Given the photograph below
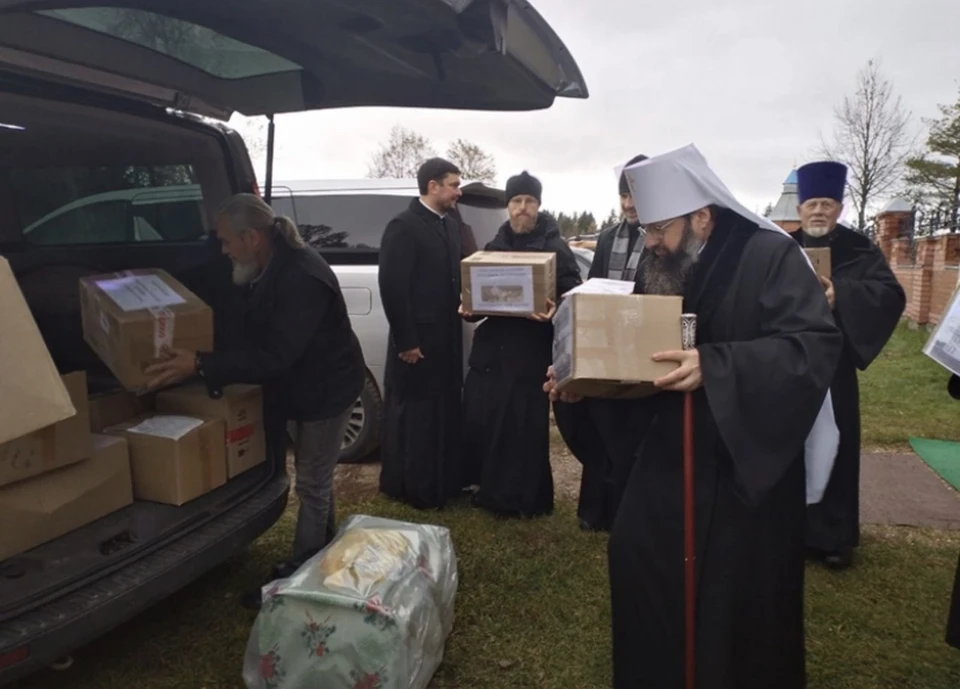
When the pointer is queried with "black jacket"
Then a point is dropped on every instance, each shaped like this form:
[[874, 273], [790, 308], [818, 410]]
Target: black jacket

-------

WHAT IS ASKED:
Rewrite the lines above with "pointer" changed to "locator" and everything else kept the same, omitting the picture.

CORRECT RESPONSE:
Given the photograph below
When the locator is queried with "black jacket"
Then a point is dropped on every instance, each shaped like this form:
[[874, 273], [790, 308], [818, 410]]
Target: black jacket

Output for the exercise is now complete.